Task to carry out
Skip every picture while you write out the records below, from the first line through the one that contains "positive clicks: (209, 243) (173, 6)", both ends kept.

Data shown

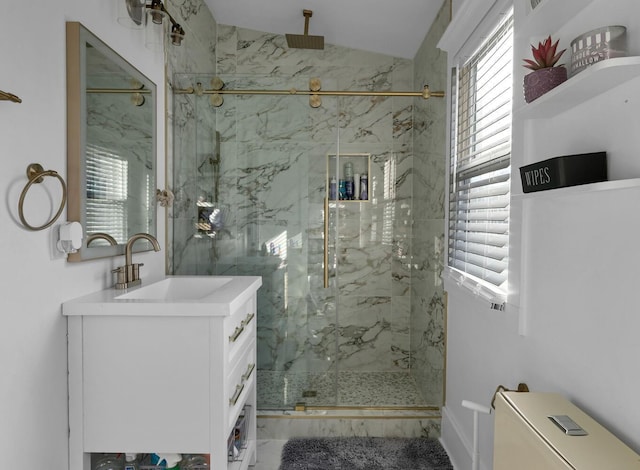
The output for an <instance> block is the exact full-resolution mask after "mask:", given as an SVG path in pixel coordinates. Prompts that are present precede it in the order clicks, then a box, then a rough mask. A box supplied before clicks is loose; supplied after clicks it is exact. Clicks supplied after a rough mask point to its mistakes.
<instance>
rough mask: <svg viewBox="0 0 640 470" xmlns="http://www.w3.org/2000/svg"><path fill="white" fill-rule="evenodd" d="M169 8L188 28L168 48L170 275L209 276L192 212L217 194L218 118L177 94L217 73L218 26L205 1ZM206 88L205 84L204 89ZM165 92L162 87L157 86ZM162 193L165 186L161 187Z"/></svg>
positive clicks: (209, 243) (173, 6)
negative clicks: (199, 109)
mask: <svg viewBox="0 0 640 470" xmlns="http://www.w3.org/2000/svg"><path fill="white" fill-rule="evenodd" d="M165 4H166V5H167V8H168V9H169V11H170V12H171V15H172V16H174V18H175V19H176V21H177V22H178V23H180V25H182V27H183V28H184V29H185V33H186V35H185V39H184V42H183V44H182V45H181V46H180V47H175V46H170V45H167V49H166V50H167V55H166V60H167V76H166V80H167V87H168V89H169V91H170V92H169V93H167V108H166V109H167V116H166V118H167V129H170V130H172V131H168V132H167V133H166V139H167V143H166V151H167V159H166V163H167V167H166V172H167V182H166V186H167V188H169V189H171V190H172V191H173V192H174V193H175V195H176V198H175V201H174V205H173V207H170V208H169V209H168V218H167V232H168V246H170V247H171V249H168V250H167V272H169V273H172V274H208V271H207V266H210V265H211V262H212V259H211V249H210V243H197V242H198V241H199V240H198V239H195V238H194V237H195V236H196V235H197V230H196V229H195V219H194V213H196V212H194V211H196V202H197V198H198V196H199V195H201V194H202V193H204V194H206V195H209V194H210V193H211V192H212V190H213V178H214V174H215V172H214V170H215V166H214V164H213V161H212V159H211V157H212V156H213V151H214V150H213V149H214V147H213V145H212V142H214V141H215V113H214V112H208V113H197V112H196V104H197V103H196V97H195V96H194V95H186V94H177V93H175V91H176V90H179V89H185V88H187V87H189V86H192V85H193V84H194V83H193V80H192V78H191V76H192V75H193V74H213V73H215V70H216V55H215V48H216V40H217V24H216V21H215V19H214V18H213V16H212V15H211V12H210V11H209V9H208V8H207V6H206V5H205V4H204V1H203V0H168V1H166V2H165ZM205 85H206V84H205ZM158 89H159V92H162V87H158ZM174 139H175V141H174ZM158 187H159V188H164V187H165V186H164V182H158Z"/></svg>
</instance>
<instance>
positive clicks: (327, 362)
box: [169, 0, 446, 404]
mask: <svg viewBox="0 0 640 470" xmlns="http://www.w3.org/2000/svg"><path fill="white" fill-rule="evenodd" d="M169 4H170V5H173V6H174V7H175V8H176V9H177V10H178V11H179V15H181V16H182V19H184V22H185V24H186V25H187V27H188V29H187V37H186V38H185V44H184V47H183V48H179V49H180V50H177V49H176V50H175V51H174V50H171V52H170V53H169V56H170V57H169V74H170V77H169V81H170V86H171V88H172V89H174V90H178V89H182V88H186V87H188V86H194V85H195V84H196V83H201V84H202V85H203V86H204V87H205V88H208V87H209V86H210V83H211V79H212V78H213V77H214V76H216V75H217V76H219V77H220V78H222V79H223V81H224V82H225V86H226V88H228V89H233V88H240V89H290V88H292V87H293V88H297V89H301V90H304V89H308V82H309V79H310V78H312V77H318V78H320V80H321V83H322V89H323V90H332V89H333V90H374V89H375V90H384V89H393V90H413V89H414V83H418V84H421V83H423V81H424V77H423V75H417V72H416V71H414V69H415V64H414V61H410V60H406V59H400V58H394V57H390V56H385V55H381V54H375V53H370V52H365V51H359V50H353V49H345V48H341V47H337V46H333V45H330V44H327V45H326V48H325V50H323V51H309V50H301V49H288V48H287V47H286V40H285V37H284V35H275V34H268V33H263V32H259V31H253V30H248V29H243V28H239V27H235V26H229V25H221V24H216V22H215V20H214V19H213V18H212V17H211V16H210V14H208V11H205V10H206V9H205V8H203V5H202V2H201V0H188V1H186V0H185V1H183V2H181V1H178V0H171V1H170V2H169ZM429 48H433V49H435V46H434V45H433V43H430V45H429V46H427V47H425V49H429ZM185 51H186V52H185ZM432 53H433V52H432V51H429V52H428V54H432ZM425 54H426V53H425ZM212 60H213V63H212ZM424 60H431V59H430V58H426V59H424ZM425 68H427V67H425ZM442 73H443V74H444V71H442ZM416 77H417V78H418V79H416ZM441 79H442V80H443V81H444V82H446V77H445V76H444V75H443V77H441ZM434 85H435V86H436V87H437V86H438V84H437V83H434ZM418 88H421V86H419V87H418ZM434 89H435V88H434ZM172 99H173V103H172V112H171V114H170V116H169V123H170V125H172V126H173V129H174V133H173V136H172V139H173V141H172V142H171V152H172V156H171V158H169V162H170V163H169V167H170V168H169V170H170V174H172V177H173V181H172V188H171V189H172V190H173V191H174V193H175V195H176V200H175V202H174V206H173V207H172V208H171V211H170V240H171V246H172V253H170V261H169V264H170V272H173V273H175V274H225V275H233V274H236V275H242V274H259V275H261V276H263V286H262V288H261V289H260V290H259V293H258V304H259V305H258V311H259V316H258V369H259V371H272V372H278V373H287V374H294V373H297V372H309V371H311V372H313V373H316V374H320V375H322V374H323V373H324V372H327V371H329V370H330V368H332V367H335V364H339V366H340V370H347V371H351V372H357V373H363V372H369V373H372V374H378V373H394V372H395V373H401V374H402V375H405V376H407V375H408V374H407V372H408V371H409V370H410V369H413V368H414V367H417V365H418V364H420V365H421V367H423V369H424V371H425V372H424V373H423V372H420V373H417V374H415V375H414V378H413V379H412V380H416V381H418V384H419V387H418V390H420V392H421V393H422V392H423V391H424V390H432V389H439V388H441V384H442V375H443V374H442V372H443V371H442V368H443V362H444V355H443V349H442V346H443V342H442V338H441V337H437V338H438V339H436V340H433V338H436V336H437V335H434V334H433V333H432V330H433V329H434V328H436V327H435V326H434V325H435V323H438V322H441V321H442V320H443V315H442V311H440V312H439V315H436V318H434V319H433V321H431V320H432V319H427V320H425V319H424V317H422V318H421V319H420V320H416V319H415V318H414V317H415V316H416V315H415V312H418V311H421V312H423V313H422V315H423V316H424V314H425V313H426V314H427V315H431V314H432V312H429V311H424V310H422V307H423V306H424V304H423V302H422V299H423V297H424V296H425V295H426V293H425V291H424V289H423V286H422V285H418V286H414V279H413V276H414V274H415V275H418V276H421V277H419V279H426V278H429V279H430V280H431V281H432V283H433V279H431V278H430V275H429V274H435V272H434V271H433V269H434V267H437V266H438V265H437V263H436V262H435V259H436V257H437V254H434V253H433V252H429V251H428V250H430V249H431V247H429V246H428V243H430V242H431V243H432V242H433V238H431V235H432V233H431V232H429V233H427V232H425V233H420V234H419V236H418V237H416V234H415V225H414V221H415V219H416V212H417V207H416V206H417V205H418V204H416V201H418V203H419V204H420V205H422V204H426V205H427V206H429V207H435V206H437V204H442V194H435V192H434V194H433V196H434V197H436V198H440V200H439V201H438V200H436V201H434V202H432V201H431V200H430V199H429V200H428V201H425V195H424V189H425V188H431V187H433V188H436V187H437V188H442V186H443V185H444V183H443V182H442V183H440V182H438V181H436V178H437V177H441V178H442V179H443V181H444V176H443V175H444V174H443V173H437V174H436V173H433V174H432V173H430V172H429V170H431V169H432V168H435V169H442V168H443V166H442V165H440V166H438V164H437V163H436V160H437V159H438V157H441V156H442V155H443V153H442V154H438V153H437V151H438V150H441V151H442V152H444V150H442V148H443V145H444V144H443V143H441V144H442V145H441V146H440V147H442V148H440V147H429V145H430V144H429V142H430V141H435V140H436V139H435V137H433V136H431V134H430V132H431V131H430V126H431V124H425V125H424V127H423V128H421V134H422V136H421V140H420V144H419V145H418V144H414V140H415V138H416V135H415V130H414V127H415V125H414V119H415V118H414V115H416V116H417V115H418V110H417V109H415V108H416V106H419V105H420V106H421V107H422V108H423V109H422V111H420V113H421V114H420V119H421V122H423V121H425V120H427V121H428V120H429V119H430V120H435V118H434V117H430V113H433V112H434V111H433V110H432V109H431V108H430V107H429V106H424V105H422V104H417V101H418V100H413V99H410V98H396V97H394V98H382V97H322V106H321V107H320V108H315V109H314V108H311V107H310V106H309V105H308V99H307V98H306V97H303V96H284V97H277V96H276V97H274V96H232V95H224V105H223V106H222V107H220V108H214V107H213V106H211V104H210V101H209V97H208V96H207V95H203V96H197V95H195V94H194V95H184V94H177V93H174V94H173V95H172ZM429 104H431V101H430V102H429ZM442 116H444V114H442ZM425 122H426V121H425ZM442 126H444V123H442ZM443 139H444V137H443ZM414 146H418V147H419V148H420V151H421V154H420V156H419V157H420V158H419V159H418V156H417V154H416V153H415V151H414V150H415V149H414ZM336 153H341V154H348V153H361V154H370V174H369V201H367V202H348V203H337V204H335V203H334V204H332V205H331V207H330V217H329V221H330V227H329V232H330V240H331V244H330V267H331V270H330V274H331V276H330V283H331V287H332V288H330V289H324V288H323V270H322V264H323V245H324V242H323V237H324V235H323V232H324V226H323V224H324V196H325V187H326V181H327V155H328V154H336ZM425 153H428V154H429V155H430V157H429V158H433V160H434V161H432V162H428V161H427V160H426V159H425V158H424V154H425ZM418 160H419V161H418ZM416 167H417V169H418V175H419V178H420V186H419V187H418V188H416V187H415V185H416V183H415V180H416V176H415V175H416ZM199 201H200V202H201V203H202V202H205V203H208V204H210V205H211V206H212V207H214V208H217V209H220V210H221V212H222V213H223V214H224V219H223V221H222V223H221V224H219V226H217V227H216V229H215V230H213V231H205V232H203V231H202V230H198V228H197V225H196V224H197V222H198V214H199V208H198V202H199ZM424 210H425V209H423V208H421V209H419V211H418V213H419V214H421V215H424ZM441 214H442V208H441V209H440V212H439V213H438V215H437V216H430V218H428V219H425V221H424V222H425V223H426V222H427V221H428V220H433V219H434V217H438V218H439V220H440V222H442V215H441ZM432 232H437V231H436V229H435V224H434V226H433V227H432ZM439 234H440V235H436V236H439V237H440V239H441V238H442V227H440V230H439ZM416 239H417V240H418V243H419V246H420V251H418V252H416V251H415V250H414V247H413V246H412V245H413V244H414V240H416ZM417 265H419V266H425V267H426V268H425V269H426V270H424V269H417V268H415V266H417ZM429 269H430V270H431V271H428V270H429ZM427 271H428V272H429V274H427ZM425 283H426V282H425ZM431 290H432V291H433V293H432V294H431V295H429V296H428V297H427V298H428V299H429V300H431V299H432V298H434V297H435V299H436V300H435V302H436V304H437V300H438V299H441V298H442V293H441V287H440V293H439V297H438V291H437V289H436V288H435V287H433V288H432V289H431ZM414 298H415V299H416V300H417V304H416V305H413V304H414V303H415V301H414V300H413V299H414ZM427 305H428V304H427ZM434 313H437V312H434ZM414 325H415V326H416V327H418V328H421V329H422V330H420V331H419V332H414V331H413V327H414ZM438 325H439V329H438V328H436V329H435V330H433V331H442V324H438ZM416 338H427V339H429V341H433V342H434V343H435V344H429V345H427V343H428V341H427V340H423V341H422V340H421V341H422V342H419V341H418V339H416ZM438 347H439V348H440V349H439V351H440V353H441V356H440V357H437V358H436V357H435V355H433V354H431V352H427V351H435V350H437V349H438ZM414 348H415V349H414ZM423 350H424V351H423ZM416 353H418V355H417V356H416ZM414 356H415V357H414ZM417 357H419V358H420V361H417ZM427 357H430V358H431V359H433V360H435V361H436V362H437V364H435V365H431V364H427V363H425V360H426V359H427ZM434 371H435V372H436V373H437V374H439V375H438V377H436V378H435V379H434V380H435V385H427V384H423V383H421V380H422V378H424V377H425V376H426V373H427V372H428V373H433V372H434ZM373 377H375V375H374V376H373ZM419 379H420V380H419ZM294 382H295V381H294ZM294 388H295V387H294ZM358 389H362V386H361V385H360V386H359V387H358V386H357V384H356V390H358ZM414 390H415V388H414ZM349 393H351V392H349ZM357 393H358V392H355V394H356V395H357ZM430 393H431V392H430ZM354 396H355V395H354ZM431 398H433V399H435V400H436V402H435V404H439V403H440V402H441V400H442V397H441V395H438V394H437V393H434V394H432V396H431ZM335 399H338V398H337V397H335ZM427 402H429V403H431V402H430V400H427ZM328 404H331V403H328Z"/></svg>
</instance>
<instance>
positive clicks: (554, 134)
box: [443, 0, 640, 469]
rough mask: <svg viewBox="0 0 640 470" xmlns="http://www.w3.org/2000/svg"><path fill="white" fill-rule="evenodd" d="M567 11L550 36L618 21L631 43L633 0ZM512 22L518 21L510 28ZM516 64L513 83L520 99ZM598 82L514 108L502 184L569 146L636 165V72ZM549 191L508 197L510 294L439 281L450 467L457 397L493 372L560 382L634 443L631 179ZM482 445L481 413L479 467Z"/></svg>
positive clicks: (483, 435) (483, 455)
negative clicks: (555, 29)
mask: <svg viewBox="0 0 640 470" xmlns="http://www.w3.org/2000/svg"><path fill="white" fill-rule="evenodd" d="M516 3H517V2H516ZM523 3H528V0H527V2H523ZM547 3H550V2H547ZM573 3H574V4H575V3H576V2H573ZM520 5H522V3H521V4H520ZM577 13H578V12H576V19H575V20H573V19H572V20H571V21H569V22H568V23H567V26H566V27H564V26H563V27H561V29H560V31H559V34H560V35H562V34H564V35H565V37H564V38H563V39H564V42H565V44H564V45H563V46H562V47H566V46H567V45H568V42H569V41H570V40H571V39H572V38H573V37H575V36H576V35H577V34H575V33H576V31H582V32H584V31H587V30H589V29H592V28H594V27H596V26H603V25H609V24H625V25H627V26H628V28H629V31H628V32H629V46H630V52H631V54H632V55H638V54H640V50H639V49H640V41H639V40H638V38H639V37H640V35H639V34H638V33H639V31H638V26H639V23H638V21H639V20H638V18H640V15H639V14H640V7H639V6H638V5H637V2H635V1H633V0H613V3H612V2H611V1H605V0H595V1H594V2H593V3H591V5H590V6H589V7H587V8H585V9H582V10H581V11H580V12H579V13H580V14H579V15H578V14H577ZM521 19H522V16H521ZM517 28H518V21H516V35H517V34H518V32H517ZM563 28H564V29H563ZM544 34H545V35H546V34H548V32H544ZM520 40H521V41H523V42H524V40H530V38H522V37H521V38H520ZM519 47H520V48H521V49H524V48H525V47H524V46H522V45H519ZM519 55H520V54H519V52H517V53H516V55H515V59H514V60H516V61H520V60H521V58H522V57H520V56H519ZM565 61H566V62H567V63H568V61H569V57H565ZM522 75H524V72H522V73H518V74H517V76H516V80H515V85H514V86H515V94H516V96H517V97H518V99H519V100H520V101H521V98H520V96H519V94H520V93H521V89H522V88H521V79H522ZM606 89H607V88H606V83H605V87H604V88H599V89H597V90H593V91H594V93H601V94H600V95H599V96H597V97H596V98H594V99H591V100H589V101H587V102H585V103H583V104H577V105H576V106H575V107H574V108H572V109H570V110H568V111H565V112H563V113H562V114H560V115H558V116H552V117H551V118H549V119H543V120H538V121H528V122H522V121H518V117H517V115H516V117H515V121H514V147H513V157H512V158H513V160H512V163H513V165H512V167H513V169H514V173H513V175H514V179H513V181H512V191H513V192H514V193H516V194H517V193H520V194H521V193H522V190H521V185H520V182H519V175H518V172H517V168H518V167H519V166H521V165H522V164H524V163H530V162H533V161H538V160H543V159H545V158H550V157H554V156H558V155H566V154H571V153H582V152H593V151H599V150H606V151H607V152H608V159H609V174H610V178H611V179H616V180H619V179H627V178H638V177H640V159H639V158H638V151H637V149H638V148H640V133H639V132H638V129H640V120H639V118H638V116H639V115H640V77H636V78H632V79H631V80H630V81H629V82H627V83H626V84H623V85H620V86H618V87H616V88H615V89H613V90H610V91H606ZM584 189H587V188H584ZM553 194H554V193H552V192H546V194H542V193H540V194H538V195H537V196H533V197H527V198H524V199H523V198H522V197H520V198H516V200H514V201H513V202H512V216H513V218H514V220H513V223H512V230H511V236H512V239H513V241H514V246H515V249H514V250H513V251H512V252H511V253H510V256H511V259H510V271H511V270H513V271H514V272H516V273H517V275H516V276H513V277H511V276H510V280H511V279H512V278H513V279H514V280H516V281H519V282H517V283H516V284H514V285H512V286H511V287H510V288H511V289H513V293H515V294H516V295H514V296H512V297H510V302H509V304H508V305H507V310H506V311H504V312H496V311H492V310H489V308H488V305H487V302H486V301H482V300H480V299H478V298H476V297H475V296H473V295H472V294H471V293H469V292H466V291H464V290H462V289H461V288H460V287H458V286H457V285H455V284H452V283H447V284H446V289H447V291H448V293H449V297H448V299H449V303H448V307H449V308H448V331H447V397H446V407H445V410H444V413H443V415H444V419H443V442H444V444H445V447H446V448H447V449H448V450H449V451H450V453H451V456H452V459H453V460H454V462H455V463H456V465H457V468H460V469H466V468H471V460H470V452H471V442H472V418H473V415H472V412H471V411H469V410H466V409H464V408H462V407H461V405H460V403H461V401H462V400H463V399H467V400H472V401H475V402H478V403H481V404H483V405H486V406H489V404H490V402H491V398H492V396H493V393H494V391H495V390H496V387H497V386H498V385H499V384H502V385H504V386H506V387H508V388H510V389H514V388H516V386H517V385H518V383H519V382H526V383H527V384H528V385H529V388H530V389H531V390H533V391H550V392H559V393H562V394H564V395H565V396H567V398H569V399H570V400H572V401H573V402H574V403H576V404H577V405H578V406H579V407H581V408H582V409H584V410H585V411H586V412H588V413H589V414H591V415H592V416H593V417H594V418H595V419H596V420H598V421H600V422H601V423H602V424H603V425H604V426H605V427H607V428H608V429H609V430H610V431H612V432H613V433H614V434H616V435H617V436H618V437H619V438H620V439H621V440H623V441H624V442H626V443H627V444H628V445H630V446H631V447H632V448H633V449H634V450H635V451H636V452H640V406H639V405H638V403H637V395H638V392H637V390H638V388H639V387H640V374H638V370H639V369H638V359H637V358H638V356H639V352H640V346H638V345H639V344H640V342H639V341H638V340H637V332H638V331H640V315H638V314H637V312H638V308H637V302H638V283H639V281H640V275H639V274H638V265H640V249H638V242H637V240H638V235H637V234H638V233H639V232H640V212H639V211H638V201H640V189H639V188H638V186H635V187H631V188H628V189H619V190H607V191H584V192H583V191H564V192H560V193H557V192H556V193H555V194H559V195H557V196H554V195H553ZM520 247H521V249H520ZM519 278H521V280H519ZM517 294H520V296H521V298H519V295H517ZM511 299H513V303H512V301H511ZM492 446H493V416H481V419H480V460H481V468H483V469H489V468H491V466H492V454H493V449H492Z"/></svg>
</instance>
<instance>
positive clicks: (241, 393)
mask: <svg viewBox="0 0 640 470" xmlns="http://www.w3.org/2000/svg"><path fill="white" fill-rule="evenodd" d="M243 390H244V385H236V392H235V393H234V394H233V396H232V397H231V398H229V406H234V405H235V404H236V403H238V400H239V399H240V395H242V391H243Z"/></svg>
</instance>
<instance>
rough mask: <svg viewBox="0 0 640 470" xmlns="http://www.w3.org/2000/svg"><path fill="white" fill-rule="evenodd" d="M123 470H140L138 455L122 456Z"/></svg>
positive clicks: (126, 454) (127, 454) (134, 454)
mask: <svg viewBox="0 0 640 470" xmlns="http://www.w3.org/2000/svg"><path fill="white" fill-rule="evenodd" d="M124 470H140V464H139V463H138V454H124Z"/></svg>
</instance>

Problem solution
The output for an <instance> block is the exact full-resolution mask after "mask:", given as an SVG path in pixel coordinates. Prompts that are present precede it in the order clicks, then a box, then a rough mask. A box supplied before clicks is loose; supplied after clicks it is exact. Clicks supplied after a rough mask point to its mistakes.
<instance>
rough mask: <svg viewBox="0 0 640 470" xmlns="http://www.w3.org/2000/svg"><path fill="white" fill-rule="evenodd" d="M169 8L188 28L168 48L170 275L209 276L192 212L217 194L218 118L177 94L217 73L218 26L205 1ZM206 88L205 84L204 89ZM165 92L162 87L157 86ZM162 193L165 186L161 187Z"/></svg>
positive clicks: (209, 243) (173, 6)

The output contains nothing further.